## Data for this exercise

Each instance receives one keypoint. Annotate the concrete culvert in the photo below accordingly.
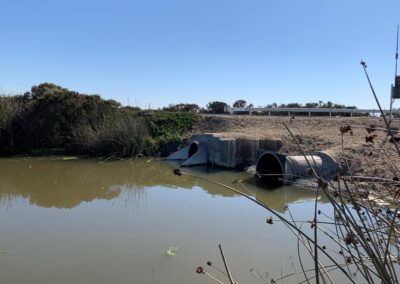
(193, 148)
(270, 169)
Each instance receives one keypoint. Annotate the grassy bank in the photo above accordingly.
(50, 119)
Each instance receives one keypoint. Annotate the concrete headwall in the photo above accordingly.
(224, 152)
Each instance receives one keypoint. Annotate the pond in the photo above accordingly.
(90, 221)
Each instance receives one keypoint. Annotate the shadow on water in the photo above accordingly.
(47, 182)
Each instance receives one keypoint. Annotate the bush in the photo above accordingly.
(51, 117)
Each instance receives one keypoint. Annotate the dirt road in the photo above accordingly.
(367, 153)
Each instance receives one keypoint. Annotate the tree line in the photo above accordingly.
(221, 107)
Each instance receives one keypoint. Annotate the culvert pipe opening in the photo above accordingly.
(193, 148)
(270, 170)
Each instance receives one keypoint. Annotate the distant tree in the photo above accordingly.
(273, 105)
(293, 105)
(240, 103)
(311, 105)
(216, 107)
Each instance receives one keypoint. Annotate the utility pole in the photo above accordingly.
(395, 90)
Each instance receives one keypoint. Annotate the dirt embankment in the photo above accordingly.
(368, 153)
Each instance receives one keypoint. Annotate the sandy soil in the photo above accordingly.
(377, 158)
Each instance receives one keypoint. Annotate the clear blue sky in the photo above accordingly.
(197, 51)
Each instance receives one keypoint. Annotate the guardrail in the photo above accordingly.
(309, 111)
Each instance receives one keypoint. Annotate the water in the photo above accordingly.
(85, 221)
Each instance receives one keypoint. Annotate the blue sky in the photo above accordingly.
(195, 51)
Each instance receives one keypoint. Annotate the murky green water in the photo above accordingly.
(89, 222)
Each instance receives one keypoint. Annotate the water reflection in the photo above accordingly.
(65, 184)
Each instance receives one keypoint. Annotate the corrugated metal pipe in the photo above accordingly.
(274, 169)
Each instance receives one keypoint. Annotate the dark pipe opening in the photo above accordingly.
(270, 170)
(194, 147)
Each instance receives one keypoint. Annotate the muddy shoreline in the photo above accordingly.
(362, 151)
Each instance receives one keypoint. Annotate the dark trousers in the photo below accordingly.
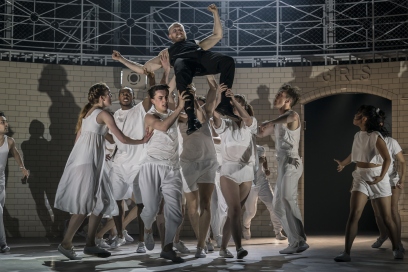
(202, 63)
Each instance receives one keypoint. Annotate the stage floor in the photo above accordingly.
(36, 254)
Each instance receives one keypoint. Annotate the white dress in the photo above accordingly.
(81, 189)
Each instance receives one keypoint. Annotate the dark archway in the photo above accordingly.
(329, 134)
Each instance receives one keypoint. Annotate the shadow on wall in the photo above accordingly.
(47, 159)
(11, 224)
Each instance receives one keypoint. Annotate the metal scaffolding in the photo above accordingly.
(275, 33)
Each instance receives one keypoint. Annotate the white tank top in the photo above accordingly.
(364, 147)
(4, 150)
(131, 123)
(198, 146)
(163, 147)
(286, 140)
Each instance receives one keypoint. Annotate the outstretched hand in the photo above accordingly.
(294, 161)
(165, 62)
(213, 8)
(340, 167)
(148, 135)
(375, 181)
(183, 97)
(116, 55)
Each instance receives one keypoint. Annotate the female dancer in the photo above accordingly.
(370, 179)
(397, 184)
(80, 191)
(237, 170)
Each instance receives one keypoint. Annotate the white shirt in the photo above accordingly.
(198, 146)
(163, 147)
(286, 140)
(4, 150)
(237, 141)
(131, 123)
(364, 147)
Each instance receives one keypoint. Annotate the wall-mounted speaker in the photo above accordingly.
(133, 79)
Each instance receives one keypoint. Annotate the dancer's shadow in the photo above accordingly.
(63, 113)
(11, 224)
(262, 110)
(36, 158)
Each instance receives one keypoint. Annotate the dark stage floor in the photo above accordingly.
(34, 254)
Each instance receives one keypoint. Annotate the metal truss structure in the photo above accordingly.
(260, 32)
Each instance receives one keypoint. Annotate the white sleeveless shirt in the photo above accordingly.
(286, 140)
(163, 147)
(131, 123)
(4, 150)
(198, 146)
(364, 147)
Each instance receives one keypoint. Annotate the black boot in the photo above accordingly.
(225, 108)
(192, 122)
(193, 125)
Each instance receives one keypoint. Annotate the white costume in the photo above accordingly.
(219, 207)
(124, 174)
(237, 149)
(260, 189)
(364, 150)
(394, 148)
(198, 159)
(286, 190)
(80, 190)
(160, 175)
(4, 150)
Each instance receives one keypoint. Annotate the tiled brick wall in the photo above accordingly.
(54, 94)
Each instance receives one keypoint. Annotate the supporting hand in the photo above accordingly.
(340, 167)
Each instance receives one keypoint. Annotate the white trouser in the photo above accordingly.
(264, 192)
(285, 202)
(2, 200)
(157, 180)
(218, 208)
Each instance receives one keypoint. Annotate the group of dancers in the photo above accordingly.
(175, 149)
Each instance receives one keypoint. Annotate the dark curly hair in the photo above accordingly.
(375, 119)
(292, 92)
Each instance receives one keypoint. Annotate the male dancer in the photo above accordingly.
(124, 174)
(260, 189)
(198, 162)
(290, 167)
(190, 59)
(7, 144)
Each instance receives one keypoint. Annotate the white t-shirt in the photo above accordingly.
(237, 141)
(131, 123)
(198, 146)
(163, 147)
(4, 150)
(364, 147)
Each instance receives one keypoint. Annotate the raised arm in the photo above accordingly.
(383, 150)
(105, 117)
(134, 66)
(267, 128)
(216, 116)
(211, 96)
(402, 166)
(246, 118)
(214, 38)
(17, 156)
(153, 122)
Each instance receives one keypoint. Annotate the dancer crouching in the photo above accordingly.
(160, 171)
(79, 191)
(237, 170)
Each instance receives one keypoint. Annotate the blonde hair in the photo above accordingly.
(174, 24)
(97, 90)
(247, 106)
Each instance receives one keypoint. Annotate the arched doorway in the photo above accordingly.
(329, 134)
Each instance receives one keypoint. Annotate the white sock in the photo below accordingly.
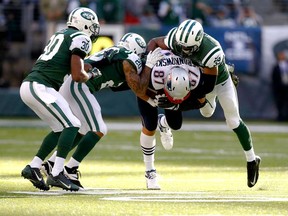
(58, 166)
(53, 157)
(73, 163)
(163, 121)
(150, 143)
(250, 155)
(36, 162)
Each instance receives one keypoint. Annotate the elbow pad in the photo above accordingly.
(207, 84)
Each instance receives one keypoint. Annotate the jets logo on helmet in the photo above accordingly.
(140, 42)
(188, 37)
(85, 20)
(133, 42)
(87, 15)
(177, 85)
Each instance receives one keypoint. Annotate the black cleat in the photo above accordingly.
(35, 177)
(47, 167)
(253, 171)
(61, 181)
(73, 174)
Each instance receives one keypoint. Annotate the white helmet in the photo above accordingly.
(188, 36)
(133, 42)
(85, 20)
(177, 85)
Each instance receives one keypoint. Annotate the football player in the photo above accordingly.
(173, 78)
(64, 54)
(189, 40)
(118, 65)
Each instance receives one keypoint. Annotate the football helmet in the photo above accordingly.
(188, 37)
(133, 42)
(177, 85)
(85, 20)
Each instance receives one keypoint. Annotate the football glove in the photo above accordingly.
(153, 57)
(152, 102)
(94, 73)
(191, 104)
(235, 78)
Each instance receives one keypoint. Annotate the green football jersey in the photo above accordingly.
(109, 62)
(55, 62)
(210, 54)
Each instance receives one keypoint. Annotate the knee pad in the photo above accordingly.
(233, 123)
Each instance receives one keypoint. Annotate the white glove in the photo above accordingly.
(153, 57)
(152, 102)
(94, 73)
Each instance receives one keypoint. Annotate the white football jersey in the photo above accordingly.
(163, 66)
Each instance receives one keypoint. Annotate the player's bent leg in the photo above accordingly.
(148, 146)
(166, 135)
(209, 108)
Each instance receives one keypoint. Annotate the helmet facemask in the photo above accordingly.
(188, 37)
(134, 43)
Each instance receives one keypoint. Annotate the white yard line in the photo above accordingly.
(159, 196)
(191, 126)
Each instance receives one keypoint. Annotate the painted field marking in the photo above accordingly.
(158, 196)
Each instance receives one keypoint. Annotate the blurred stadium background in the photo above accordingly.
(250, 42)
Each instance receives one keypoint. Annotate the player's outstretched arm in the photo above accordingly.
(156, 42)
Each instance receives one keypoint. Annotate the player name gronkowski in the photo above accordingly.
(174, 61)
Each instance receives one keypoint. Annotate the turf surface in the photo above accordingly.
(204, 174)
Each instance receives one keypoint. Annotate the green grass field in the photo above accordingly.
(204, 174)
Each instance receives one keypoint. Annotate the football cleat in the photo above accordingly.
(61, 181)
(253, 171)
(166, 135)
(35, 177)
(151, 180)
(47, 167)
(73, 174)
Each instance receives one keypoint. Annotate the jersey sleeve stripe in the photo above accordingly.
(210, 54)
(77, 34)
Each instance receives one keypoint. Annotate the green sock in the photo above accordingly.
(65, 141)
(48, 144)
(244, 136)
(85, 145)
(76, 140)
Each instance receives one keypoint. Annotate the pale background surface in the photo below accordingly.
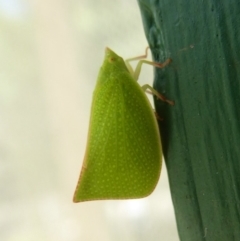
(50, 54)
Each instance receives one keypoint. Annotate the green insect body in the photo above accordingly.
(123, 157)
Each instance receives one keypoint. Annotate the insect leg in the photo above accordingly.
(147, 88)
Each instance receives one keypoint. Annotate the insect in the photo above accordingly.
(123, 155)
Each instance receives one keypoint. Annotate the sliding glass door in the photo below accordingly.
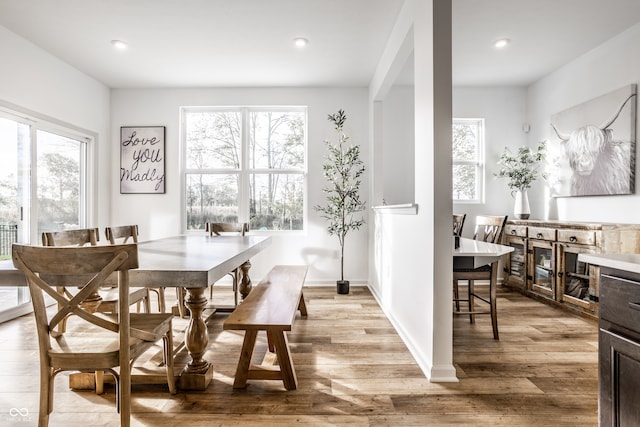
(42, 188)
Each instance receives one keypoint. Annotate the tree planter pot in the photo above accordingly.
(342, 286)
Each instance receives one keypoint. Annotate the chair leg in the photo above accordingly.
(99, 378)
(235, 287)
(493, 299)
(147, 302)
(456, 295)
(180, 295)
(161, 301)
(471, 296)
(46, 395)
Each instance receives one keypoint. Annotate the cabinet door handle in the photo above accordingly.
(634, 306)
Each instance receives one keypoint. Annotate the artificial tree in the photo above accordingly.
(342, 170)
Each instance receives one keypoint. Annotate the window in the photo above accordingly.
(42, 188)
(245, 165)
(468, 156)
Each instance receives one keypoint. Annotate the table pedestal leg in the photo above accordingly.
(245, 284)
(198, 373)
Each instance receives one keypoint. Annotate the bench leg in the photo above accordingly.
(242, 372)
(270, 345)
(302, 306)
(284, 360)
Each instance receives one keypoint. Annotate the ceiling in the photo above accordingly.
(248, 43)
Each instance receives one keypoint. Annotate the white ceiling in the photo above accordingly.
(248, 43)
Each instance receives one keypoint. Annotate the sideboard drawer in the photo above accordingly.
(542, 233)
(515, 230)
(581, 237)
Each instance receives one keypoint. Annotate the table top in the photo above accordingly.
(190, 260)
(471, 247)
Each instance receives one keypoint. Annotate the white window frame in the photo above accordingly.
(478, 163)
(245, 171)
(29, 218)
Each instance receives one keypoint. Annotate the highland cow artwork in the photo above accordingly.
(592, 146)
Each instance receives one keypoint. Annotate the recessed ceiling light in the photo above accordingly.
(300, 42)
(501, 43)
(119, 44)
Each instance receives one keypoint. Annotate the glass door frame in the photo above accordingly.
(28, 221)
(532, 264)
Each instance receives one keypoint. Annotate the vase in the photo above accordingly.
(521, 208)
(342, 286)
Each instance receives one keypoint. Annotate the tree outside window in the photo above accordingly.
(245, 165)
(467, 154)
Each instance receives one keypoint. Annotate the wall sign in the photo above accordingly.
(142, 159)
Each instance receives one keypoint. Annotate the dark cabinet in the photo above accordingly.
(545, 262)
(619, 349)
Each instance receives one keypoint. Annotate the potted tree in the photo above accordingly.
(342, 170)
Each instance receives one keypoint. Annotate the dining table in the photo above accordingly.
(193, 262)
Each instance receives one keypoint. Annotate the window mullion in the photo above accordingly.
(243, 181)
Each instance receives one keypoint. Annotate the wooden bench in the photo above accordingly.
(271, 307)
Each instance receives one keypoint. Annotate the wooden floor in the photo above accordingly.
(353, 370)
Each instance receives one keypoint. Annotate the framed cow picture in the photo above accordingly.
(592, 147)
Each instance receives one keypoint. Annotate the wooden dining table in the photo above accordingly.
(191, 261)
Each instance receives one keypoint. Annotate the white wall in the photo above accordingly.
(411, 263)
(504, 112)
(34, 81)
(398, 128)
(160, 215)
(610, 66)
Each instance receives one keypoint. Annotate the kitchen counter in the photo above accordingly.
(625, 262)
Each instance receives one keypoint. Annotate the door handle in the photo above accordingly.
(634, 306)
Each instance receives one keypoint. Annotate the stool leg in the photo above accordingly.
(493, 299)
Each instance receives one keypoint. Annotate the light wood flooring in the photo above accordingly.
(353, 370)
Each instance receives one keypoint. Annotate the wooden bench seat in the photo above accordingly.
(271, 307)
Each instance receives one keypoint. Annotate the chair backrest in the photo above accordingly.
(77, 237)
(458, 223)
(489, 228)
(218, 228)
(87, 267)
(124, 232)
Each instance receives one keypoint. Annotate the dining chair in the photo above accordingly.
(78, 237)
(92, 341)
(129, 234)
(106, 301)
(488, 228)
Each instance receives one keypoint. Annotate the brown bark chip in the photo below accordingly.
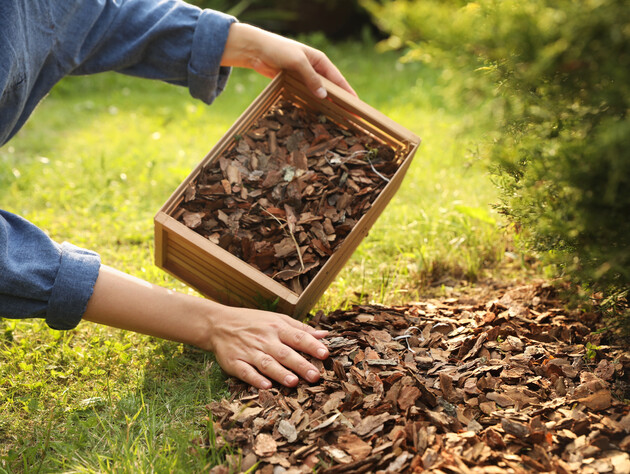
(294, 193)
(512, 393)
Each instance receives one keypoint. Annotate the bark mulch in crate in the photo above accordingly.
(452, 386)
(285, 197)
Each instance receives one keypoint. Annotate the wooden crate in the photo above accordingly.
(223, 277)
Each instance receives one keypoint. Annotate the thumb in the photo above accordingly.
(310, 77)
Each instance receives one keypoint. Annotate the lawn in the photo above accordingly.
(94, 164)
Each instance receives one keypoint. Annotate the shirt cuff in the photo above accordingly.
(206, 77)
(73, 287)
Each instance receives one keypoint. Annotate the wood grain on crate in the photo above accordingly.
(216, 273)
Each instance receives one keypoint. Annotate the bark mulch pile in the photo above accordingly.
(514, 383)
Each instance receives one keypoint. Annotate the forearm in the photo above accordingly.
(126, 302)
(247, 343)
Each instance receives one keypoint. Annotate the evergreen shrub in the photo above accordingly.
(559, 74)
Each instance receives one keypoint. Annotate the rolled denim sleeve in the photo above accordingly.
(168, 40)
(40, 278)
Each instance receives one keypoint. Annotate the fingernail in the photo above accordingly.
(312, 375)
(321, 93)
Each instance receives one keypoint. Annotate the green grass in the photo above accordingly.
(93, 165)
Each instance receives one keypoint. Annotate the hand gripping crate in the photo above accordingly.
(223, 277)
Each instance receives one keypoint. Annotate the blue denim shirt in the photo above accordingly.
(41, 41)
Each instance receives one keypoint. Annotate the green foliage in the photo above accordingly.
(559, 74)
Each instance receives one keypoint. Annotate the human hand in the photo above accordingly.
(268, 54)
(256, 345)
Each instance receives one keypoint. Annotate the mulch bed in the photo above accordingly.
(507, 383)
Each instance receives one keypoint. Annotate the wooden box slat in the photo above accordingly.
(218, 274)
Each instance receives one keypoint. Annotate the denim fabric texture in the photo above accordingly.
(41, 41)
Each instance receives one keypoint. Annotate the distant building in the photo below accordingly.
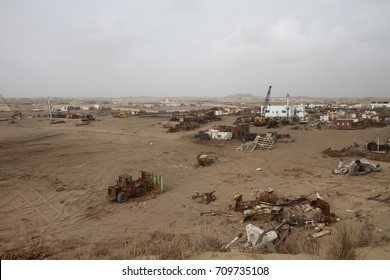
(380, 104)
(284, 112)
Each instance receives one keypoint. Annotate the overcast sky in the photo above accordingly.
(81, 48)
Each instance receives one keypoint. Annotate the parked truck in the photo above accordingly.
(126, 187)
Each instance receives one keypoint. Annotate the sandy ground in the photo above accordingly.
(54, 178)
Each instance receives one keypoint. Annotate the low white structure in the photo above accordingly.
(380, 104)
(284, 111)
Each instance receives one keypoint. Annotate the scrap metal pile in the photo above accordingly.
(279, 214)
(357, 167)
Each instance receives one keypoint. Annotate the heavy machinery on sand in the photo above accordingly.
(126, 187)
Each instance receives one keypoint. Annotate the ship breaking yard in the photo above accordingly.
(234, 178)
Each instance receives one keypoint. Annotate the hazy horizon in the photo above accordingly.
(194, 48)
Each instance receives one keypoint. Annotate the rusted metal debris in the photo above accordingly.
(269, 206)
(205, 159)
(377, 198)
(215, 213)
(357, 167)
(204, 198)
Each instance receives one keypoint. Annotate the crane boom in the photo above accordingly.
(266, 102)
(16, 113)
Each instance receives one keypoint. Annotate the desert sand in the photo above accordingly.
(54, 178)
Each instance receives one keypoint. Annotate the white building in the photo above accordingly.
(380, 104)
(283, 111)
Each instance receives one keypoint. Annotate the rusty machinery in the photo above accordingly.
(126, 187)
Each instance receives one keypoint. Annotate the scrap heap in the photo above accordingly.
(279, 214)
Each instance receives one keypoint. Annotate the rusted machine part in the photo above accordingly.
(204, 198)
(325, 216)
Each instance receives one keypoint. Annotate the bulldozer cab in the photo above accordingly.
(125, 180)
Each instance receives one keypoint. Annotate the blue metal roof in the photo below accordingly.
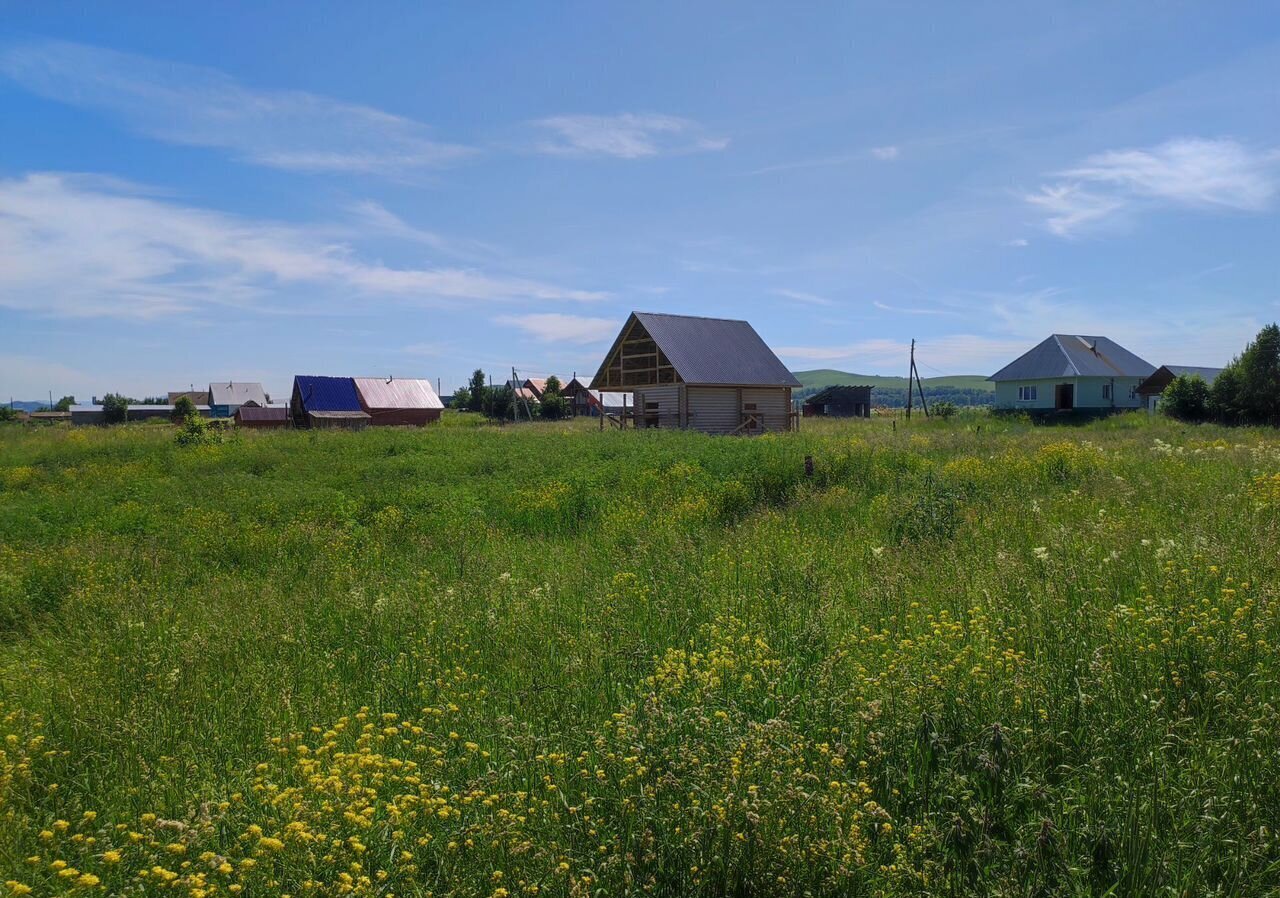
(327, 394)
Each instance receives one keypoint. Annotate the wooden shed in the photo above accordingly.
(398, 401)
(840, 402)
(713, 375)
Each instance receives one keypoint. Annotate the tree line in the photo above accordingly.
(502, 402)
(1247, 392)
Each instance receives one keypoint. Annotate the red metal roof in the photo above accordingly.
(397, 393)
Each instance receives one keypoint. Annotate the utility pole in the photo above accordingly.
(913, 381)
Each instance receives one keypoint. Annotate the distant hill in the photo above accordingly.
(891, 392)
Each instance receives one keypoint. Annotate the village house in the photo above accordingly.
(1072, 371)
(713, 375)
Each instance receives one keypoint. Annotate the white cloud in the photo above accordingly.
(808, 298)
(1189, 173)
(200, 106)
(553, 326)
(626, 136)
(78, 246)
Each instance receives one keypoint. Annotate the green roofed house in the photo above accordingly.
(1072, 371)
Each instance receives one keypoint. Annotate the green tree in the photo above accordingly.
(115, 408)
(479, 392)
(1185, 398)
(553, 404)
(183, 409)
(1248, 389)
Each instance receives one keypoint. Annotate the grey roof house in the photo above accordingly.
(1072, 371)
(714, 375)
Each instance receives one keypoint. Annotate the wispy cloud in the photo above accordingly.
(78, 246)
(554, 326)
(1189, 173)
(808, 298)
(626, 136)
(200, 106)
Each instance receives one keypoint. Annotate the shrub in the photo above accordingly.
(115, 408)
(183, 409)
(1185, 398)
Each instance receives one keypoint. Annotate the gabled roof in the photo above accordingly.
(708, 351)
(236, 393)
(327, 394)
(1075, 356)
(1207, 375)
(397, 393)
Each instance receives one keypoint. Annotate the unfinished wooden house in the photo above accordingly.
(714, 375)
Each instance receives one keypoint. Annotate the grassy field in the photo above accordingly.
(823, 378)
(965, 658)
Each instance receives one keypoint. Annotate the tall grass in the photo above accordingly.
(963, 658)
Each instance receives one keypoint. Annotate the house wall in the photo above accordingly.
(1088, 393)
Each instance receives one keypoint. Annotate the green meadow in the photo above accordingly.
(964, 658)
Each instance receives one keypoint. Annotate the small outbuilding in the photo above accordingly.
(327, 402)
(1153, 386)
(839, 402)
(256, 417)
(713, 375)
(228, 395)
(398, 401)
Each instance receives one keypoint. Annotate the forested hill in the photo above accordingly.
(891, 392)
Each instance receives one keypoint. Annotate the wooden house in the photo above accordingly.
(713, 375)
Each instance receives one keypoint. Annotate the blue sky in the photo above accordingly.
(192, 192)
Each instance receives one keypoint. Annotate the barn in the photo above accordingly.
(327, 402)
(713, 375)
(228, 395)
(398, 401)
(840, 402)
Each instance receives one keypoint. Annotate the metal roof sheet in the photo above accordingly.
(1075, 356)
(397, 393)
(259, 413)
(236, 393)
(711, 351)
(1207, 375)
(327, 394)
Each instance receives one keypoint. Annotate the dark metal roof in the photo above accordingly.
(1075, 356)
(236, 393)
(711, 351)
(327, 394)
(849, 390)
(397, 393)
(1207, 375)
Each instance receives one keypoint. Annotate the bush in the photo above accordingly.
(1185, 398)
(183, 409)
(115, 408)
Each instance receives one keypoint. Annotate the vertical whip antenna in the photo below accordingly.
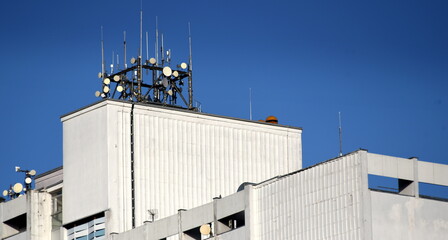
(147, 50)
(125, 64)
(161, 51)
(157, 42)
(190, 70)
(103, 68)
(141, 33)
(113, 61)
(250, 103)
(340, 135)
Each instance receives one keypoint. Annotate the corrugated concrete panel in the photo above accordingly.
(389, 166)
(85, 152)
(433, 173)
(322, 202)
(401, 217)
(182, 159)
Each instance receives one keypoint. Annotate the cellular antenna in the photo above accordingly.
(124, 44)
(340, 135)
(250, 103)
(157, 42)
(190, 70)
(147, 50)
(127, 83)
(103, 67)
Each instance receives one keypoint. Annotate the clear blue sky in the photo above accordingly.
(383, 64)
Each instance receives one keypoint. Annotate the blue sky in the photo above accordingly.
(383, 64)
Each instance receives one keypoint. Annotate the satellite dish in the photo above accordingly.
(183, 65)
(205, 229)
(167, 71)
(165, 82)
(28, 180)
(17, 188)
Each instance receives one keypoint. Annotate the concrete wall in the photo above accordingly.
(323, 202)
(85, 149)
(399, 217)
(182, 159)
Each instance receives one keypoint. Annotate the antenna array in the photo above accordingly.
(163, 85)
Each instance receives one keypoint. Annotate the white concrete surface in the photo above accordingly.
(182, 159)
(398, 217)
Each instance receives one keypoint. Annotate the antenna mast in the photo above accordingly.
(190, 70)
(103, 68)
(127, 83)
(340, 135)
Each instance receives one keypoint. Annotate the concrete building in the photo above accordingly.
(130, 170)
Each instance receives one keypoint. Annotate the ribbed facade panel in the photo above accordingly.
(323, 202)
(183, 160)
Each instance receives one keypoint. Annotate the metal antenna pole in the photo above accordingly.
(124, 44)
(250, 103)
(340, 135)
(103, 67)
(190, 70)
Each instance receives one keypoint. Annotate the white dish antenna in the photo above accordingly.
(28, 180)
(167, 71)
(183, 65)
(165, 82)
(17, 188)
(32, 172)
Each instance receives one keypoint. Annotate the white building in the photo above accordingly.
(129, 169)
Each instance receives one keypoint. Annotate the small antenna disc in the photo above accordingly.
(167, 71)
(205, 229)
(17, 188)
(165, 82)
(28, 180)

## Goal
Return, unchanged, each line from the line containing "concrete building in the photo above accordingly." through the last line of the material.

## Correct output
Each instance receives one keypoint. Annotate the concrete building in the photo above accordingly.
(130, 170)
Each instance receives one keypoint. Annotate the ribbed facade panel in the photo above accordingly.
(323, 202)
(183, 160)
Each instance receives one keypoint. Annotate the metal antenna pole in the photo above accordingly.
(124, 44)
(250, 103)
(340, 135)
(103, 67)
(190, 70)
Each instance receives one keypoint. Annotate the white dish antenna in the photo above accordingly.
(28, 180)
(167, 71)
(183, 65)
(165, 82)
(17, 188)
(32, 172)
Each instance receives one keypoint. Annotate the white building in the photo above accordingly.
(129, 169)
Each instance receives one keypoint. Annotate the small antenna disc in the photo above accordingly.
(167, 71)
(205, 229)
(17, 188)
(165, 82)
(28, 180)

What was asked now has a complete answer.